Copy out each of the following items line for line, keeping every character unchanged. Leave the pictures out of your answer.
○ ○ ○ ○ ○
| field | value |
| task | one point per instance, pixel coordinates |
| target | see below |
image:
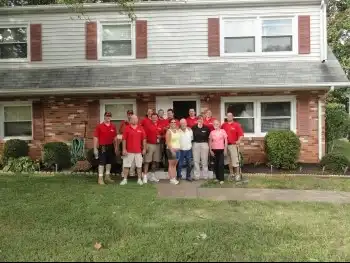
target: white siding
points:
(174, 36)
○ ○ ○ ○ ○
## Answer to this exercise
| field | value |
| task | one point per instance, pixel coordinates |
| target | see below |
image:
target: white siding
points:
(174, 36)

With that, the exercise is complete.